Supplied records

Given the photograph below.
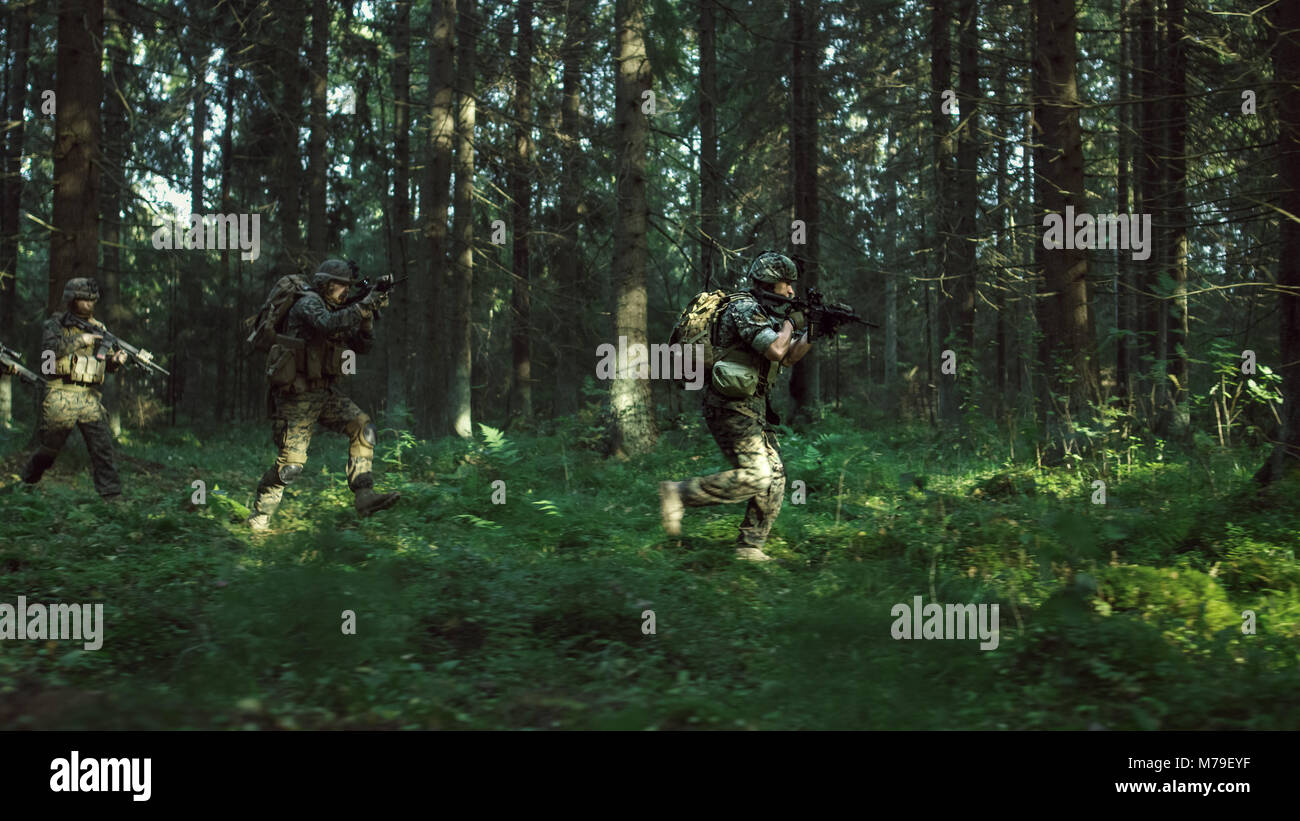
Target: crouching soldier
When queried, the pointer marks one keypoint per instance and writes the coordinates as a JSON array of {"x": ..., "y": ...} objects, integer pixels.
[
  {"x": 757, "y": 338},
  {"x": 72, "y": 398},
  {"x": 304, "y": 364}
]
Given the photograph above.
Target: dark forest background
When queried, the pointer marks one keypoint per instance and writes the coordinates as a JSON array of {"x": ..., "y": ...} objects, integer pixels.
[
  {"x": 1067, "y": 434},
  {"x": 553, "y": 176}
]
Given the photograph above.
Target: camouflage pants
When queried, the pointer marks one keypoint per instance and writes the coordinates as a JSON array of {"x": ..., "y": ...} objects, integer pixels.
[
  {"x": 294, "y": 420},
  {"x": 758, "y": 474},
  {"x": 63, "y": 408}
]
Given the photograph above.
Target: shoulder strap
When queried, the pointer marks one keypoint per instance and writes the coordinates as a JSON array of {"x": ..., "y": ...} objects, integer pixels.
[{"x": 713, "y": 331}]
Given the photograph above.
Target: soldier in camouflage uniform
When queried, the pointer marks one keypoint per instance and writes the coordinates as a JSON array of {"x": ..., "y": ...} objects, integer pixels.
[
  {"x": 303, "y": 366},
  {"x": 750, "y": 333},
  {"x": 72, "y": 398}
]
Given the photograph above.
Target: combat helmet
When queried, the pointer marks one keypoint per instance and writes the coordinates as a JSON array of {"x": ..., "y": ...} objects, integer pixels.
[
  {"x": 774, "y": 268},
  {"x": 81, "y": 287},
  {"x": 334, "y": 270}
]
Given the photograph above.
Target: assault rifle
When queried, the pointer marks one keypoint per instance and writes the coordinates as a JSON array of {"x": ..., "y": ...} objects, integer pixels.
[
  {"x": 364, "y": 287},
  {"x": 9, "y": 359},
  {"x": 822, "y": 315},
  {"x": 109, "y": 342}
]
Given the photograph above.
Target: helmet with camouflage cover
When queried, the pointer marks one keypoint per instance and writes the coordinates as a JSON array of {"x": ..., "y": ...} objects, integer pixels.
[
  {"x": 774, "y": 268},
  {"x": 333, "y": 270},
  {"x": 81, "y": 287}
]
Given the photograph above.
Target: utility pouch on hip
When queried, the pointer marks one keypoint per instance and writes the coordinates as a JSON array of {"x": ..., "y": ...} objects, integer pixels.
[
  {"x": 86, "y": 369},
  {"x": 315, "y": 363},
  {"x": 735, "y": 379}
]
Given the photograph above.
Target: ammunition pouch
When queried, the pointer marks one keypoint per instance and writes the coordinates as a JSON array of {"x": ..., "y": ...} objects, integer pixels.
[
  {"x": 735, "y": 379},
  {"x": 739, "y": 374},
  {"x": 85, "y": 369},
  {"x": 282, "y": 361}
]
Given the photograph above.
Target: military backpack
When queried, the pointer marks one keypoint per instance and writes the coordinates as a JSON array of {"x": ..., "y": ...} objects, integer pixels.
[
  {"x": 732, "y": 370},
  {"x": 269, "y": 321}
]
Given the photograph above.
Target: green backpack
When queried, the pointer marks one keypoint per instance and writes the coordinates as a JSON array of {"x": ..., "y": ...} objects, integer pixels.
[{"x": 735, "y": 377}]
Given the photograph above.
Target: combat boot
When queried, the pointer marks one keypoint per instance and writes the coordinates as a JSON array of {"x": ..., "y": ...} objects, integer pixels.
[
  {"x": 670, "y": 508},
  {"x": 369, "y": 502}
]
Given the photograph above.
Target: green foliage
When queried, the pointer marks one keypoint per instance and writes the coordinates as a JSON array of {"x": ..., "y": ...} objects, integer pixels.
[{"x": 529, "y": 613}]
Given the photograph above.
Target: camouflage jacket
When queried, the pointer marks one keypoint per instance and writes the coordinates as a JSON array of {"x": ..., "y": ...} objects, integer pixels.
[
  {"x": 74, "y": 357},
  {"x": 749, "y": 328},
  {"x": 313, "y": 321},
  {"x": 310, "y": 353}
]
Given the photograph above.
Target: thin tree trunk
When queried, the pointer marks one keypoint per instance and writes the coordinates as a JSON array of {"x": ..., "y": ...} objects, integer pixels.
[
  {"x": 945, "y": 186},
  {"x": 1067, "y": 350},
  {"x": 117, "y": 144},
  {"x": 17, "y": 38},
  {"x": 399, "y": 352},
  {"x": 805, "y": 379},
  {"x": 632, "y": 415},
  {"x": 521, "y": 191},
  {"x": 74, "y": 242},
  {"x": 1286, "y": 60},
  {"x": 568, "y": 277},
  {"x": 317, "y": 240},
  {"x": 1177, "y": 409},
  {"x": 434, "y": 202},
  {"x": 710, "y": 178}
]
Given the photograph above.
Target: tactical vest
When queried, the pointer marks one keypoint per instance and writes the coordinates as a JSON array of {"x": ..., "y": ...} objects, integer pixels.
[
  {"x": 302, "y": 365},
  {"x": 81, "y": 366},
  {"x": 742, "y": 353}
]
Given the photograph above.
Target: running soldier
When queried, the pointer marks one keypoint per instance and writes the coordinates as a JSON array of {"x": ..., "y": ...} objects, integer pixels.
[
  {"x": 72, "y": 399},
  {"x": 753, "y": 337},
  {"x": 304, "y": 364}
]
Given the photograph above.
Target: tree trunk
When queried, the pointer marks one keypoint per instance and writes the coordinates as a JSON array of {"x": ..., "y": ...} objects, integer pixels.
[
  {"x": 434, "y": 200},
  {"x": 17, "y": 38},
  {"x": 189, "y": 368},
  {"x": 460, "y": 350},
  {"x": 1286, "y": 60},
  {"x": 805, "y": 379},
  {"x": 74, "y": 242},
  {"x": 401, "y": 353},
  {"x": 1147, "y": 192},
  {"x": 286, "y": 164},
  {"x": 317, "y": 239},
  {"x": 520, "y": 185},
  {"x": 961, "y": 253},
  {"x": 1125, "y": 302},
  {"x": 632, "y": 415},
  {"x": 570, "y": 295},
  {"x": 117, "y": 144},
  {"x": 710, "y": 177},
  {"x": 888, "y": 220},
  {"x": 1177, "y": 409},
  {"x": 945, "y": 190},
  {"x": 1067, "y": 350}
]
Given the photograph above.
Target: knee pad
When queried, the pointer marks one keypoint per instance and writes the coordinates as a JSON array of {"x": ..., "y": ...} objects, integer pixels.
[{"x": 362, "y": 433}]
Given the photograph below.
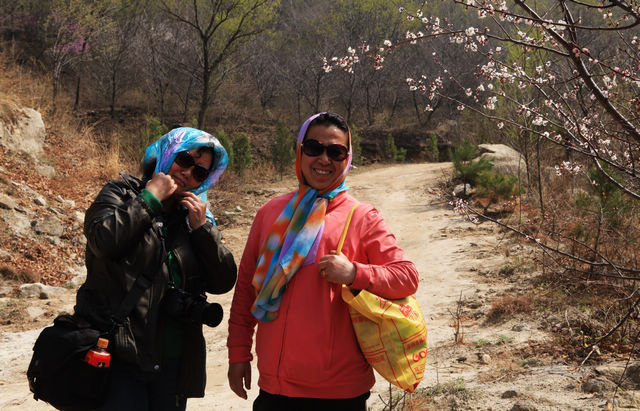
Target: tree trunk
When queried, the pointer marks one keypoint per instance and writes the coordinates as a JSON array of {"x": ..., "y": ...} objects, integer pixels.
[
  {"x": 540, "y": 178},
  {"x": 76, "y": 103},
  {"x": 112, "y": 105}
]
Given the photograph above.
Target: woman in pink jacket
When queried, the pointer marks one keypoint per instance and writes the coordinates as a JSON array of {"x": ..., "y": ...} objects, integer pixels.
[{"x": 290, "y": 279}]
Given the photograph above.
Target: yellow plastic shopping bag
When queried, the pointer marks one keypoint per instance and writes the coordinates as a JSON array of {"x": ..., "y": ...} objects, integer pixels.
[{"x": 392, "y": 333}]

Brief
Every word of the data should be reproduced exactly; please omit any pictures.

Output for this exercise
Given the photograph below.
Target: crouching soldier
When queried, the pointer marks one keypoint per instance and writes the coordinates as a JSON array of {"x": ..., "y": ...} objects, integer pixels.
[
  {"x": 757, "y": 338},
  {"x": 72, "y": 398},
  {"x": 304, "y": 364}
]
Given the photograph above.
Target: dark forest background
When queried, the pointer marks one keypoint per instance and writes the coordinates as a JSON array of {"x": ..., "y": ...} objects, integer pixels.
[
  {"x": 1067, "y": 434},
  {"x": 553, "y": 176}
]
Given the photograph above.
Target: camouflage pants
When queried, the pointer marks one keypoint per instance and writes the coordinates as a JSON array of {"x": ..., "y": ...} objects, integer pixels.
[
  {"x": 294, "y": 420},
  {"x": 758, "y": 474},
  {"x": 63, "y": 408}
]
Given the photograph above.
Target: shoulder strap
When queried, the pointer marks one keypoint per instance and writes the coordinates as a JSON array of {"x": ..., "y": ...} objects, integer pixels.
[{"x": 713, "y": 331}]
Given the photograph above.
Target: soldier in camouflage uniform
When queried, the pointer marks one keypoint per instance and writes the coordinates as a JSON array of {"x": ..., "y": ...} objects, integer pixels.
[
  {"x": 303, "y": 366},
  {"x": 750, "y": 333},
  {"x": 72, "y": 398}
]
Given the photograph above.
Target: combat helmet
When queried, the pointer marks one keypoint per instance and writes the coordinates as a JSON array of {"x": ..., "y": ...} objects, integer pixels.
[
  {"x": 774, "y": 268},
  {"x": 81, "y": 287},
  {"x": 334, "y": 270}
]
Given the photograph above.
Target: assault rifle
When queried, the pointer marks one keypoint per instance and writes the coordinates as a JSON array of {"x": ..., "y": ...} objects, integer pixels.
[
  {"x": 364, "y": 287},
  {"x": 9, "y": 359},
  {"x": 822, "y": 315},
  {"x": 109, "y": 342}
]
Given the photograph above.
Target: helmet with camouflage cover
When queried, the pointer marks one keypoint per instance and writes the coordinates as a JSON array of {"x": ..., "y": ...} objects, integer pixels.
[
  {"x": 774, "y": 268},
  {"x": 333, "y": 270},
  {"x": 81, "y": 287}
]
Given the photograph above.
Target: utility pouch on hip
When queried, the pointer marks one keypoint per instance and writes the coordinates as a JSON array of {"x": ..., "y": ...} objects, integer pixels.
[
  {"x": 86, "y": 369},
  {"x": 315, "y": 363},
  {"x": 735, "y": 379}
]
Given the photograph above.
Target: ammunition pouch
When queried, the pointer marks one keypoint per instance and writes the coordinates as a JSON array of {"x": ..., "y": ...} objects, integer pixels.
[
  {"x": 735, "y": 379},
  {"x": 739, "y": 374},
  {"x": 85, "y": 369},
  {"x": 282, "y": 361}
]
Given the photograph above.
Target: military backpack
When queried, the pointer marks one keypoint per instance and writes the coordinates as a JSON array of {"x": ..., "y": ...} objects, integer pixels.
[
  {"x": 732, "y": 370},
  {"x": 269, "y": 321}
]
Given the photograph above.
Target: green backpack
When queried, the pointer marks one keypoint per instance and writes the coordinates as a JSON array of {"x": ..., "y": ...} objects, integer pixels.
[{"x": 735, "y": 377}]
Given the photograph above.
Target: combat boot
When queried, the pointer marks one keypoint per instance and writes the coordinates as a JSON array of {"x": ..., "y": ...} objects, integer pixels.
[
  {"x": 670, "y": 508},
  {"x": 369, "y": 502}
]
Given the photograph above.
Target: green foliage
When queried, the pointer marks one keypoint per instance and writes the coordinates as a JSON array of {"x": ..., "y": ...} objects, integer pixels.
[{"x": 529, "y": 613}]
Given the photograph above.
Target: camouflage jacket
When queried, the pointer marks one keypoint per instance and writes the coordinates as a JSON array of {"x": ..., "y": ...} objects, integer pixels.
[
  {"x": 74, "y": 357},
  {"x": 749, "y": 328},
  {"x": 313, "y": 321},
  {"x": 310, "y": 353}
]
Given the photograph above.
Target: thin tree trunk
When queried, the pointer marks one keypoint per instance and writes the coordinates as a JSON array of {"x": ..., "y": ...} objects, integer pixels.
[
  {"x": 945, "y": 186},
  {"x": 1067, "y": 350},
  {"x": 117, "y": 144},
  {"x": 17, "y": 38},
  {"x": 399, "y": 352},
  {"x": 805, "y": 379},
  {"x": 632, "y": 415},
  {"x": 521, "y": 191},
  {"x": 74, "y": 242},
  {"x": 1286, "y": 60},
  {"x": 568, "y": 277},
  {"x": 317, "y": 240},
  {"x": 1177, "y": 409},
  {"x": 434, "y": 202},
  {"x": 710, "y": 178}
]
Given the photograph above.
Target: tactical vest
When queried, the pointer marks one keypoint per instance and writes the coordinates as a JSON array of {"x": ..., "y": ...} objects, integer pixels.
[
  {"x": 302, "y": 365},
  {"x": 81, "y": 366},
  {"x": 742, "y": 353}
]
Given the photograph above.
Target: running soldier
When queried, the pointer marks one keypoint per instance and writes the coordinates as a JSON array of {"x": ..., "y": ...} objects, integer pixels.
[
  {"x": 72, "y": 399},
  {"x": 753, "y": 337},
  {"x": 304, "y": 364}
]
Given the photograph above.
Target: tree trunk
When queried, the pointer marks one keypoint per instance and writes the coordinates as a JSON array of {"x": ..., "y": ...} objects, integer pixels.
[
  {"x": 434, "y": 200},
  {"x": 17, "y": 38},
  {"x": 189, "y": 368},
  {"x": 460, "y": 350},
  {"x": 1286, "y": 60},
  {"x": 805, "y": 379},
  {"x": 74, "y": 242},
  {"x": 401, "y": 353},
  {"x": 1147, "y": 192},
  {"x": 286, "y": 164},
  {"x": 317, "y": 239},
  {"x": 520, "y": 185},
  {"x": 961, "y": 253},
  {"x": 1125, "y": 302},
  {"x": 632, "y": 415},
  {"x": 570, "y": 295},
  {"x": 117, "y": 144},
  {"x": 710, "y": 177},
  {"x": 888, "y": 220},
  {"x": 1177, "y": 409},
  {"x": 945, "y": 190},
  {"x": 1067, "y": 350}
]
Given the photograph above.
Target: knee pad
When queried, the pointer marks one keypoint per instance and writes the coordinates as a JSON array of {"x": ..., "y": ...} objects, integer pixels.
[{"x": 362, "y": 433}]
Given the photograph below.
Target: tree trunk
When queried, the pointer marks one keypoint per instance and writes the coordinates as a JSON array of {"x": ..., "y": ...} objects, integer pixels.
[
  {"x": 540, "y": 178},
  {"x": 76, "y": 103},
  {"x": 112, "y": 105}
]
Given the photograph above.
Target: woman in pink jacket
When queried, the pointer marks one keypoint per instance and writes the coordinates as a JSON array of {"x": ..., "y": ...} objects, integer pixels.
[{"x": 290, "y": 279}]
Given the photograph above.
Target: yellow plastic shopping bag
When queried, the pointer marks one keypoint per instance and writes the coordinates as a JSON array of {"x": ..., "y": ...} objects, integer pixels.
[{"x": 392, "y": 333}]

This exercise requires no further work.